[Natural-language object grounding data]

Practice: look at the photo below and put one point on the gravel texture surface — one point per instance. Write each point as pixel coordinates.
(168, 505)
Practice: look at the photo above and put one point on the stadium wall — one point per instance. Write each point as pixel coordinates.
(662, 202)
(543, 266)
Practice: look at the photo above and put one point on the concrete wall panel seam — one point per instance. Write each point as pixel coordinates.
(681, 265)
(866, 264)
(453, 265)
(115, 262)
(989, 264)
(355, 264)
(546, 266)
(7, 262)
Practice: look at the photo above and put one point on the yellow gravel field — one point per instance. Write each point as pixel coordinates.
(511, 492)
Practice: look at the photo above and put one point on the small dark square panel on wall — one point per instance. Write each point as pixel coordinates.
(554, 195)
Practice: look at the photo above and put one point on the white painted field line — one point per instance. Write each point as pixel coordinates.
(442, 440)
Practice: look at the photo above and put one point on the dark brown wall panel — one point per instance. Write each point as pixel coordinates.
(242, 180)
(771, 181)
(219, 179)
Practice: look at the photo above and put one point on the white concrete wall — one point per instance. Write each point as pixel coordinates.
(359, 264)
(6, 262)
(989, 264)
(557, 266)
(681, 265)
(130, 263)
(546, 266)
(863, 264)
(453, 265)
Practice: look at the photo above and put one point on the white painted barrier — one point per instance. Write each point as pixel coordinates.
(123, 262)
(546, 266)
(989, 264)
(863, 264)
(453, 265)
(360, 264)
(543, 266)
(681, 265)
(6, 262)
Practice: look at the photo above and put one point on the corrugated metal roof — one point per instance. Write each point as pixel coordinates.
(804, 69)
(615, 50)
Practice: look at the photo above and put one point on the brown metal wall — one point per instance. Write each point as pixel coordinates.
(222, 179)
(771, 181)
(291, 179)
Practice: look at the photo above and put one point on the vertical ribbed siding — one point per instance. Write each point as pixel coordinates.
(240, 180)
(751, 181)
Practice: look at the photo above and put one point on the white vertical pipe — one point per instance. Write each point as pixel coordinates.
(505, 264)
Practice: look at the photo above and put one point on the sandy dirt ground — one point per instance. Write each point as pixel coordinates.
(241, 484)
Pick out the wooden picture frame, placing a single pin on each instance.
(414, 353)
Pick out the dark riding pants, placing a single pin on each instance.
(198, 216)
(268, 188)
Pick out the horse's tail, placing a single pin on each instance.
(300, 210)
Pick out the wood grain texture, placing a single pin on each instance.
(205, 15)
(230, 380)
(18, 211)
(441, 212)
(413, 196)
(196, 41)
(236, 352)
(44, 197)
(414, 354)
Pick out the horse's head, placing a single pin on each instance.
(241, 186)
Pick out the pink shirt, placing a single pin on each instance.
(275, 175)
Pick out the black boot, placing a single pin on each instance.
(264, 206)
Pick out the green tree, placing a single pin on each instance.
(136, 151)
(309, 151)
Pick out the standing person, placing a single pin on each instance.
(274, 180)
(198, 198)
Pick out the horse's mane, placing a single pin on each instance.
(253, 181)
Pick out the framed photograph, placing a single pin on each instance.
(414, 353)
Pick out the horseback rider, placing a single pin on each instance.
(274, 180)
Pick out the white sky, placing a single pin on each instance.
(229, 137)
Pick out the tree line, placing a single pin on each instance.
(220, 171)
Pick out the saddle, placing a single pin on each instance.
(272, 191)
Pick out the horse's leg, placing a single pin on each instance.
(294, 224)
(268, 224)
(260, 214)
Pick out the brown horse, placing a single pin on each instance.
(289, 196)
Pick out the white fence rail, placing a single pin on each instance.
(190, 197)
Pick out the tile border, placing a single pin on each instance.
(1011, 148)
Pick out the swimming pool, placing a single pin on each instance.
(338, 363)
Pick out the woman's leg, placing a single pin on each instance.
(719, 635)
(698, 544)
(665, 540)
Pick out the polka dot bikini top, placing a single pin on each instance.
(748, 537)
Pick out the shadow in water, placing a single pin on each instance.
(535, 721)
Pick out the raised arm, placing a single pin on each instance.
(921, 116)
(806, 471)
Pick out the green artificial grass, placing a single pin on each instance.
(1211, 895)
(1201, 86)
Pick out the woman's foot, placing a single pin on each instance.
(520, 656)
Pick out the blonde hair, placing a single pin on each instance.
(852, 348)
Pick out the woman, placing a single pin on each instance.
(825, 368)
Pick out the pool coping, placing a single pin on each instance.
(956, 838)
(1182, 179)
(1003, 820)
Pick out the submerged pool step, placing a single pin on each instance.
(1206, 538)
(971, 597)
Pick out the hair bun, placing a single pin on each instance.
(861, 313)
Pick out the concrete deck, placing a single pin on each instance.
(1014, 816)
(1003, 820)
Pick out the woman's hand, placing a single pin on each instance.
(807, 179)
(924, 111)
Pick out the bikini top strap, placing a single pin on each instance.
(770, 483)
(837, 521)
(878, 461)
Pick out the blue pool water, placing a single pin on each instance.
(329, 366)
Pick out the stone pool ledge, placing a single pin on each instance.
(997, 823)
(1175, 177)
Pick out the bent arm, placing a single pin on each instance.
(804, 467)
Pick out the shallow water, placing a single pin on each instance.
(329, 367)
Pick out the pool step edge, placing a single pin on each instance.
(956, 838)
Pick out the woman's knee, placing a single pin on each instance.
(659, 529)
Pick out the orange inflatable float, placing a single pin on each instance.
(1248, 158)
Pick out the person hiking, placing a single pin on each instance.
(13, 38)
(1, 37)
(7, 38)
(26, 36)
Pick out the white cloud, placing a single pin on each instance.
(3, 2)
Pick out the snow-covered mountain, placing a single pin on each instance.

### [YOUR OBJECTIVE]
Print the records again in full, exactly as they appear above.

### [ANSWER]
Practice: look at the photo below and put one point on the gravel texture surface — one point per instance. Write each point as pixel coordinates.
(168, 505)
Practice: look at the photo above and put one point on the stadium wall — one point per instance. Write each point as pixel coordinates.
(662, 202)
(543, 266)
Practice: look at the photo above and put one point on the concrete wall panel seam — one point per instance. Write each point as pixel coordinates.
(681, 265)
(866, 264)
(453, 265)
(115, 262)
(989, 264)
(355, 264)
(546, 266)
(7, 262)
Practice: look at the photo above and put one point on the yellow gravel field — one point per instance. Write each point as pixel coordinates.
(511, 492)
Practice: look at the photo above and put one point on the small dark square panel on wall — one point per instance. Write each point as pixel coordinates.
(554, 195)
Practice: look at the photo above and put one point on the white painted field line — one point per instance. Write each point as pixel coordinates.
(442, 440)
Practice: look at the photo above and put one point on the dark brown wall panel — one point per instance. Write each point as pixel coordinates.
(242, 180)
(771, 181)
(219, 179)
Practice: look at the photo above and put one point on the white concrete wall — one point per instance. Write each point as pixel coordinates.
(359, 264)
(6, 262)
(989, 264)
(557, 266)
(681, 265)
(130, 263)
(546, 266)
(863, 264)
(453, 265)
Practice: look at the photo above and put one point on the white painted barrier — one point per instance. Write each point as pixel coordinates.
(123, 262)
(546, 266)
(989, 264)
(863, 264)
(453, 265)
(360, 264)
(543, 266)
(681, 265)
(6, 262)
Practice: look at the photo above and put one point on the corrugated metal roof — one point per instance. Write each point as pixel coordinates.
(804, 69)
(615, 50)
Practice: look at the photo above and put one point on the brown metal wall — one point per instance. Write each point as pixel coordinates.
(222, 179)
(771, 181)
(291, 179)
Practice: look at the photo above and put one point on the vertical ribbed siding — one point per instance. Write each point as pixel coordinates.
(240, 180)
(751, 181)
Practice: look at the photo above and put one point on the white vertical pipe — one point per instance. Write each point as pixel coordinates.
(505, 264)
Practice: look at the photo above and put one point on the sandy dirt ground — one point per instance. Write each point as pixel coordinates.
(241, 484)
Pick out the wooden picture frame, placing a single pin on each instance.
(414, 353)
Pick out the dark riding pants, placing a single pin on each instance.
(198, 216)
(268, 188)
Pick out the horse's tail, placing a single pin on each instance.
(300, 210)
Pick out the wood grain texture, placing a single pin on each instance.
(205, 15)
(230, 380)
(18, 211)
(441, 212)
(413, 196)
(196, 41)
(236, 352)
(44, 197)
(414, 354)
Pick out the horse's head, placing a single pin on each instance.
(241, 186)
Pick out the pink shirt, placing a single pin on each instance.
(275, 175)
Pick out the black boot, placing a single pin on each instance.
(264, 206)
Pick out the green tree, placing a single pin on each instance.
(136, 151)
(309, 151)
Pick out the standing person, placing a single pin on each instance.
(274, 180)
(198, 198)
Pick out the horse's mane, placing a single pin on each instance.
(253, 181)
Pick out the framed photograph, placing a single pin on each instance.
(414, 353)
Pick out the horseback rider, placing a single pin on each instance.
(274, 180)
Pick out the white sky, placing a single pin on each instance.
(229, 137)
Pick out the tree line, placing a single pin on each instance.
(220, 171)
Pick out the saddle, placing a single pin on each instance.
(272, 191)
Pick out the horse's leg, placing a single pin on each instance.
(294, 224)
(268, 224)
(260, 214)
Pick out the brown horse, placing a single pin on each instance.
(289, 196)
Pick out the white fence rail, placing a single pin on each instance.
(190, 197)
Pick out the tile border, placing a single pin on each instance.
(1011, 148)
Pick out the swimming pool, placing a single pin on each instance.
(338, 363)
Pick out the woman's leg, placing a single pin on each instance.
(719, 635)
(698, 544)
(665, 540)
Pick out the polka dot bikini top, placing a single pin on each instance.
(748, 537)
Pick out the shadow in water, placing a single pin on each instance.
(535, 721)
Pick out the raised arm, placing a single pin on each instance.
(921, 116)
(806, 471)
Pick out the green artificial grass, placing a single pin on each instance.
(1211, 895)
(1201, 86)
Pick out the woman's foot, placing a single pin on each instance.
(520, 656)
Pick out the blonde hair, placing a single pin on each instance.
(852, 348)
Pick out the woman, placing a single pin on each instance.
(825, 368)
Pick out the pool coping, placing a single pin on each instance.
(956, 838)
(1182, 179)
(1003, 820)
Pick out the submerged pool step, placing a single pin on each instance.
(1206, 538)
(971, 597)
Pick out the hair bun, placing a single pin on each instance.
(861, 313)
Pick out the concrete deck, placing a single pin on each instance.
(1014, 816)
(1003, 820)
Pick out the woman's hand, placing a single pin on each instance.
(807, 179)
(924, 111)
Pick out the bikini top strap, placing a single pin on each instance.
(770, 483)
(837, 521)
(878, 461)
Pick out the blue pool water, placing a single pin on each instance.
(329, 366)
Pick out the stone pool ledge, placing a single pin on each instance.
(997, 823)
(1175, 177)
Pick out the bent arm, placing a single pin on each instance.
(804, 467)
Pick out the shallow water, placing a single pin on each instance.
(329, 367)
Pick out the pool step edge, placing a single pin on each instance.
(956, 838)
Pick out the woman's knee, placing a single pin on each instance.
(659, 529)
Pick out the orange inflatable float, placing a single pin on each instance.
(1248, 158)
Pick out the person hiking, placing a single pin on each instance.
(13, 38)
(1, 37)
(7, 38)
(26, 36)
Pick out the white cloud, placing a single pin on each instance.
(3, 2)
Pick out the snow-covered mountain, placing a single pin on each instance.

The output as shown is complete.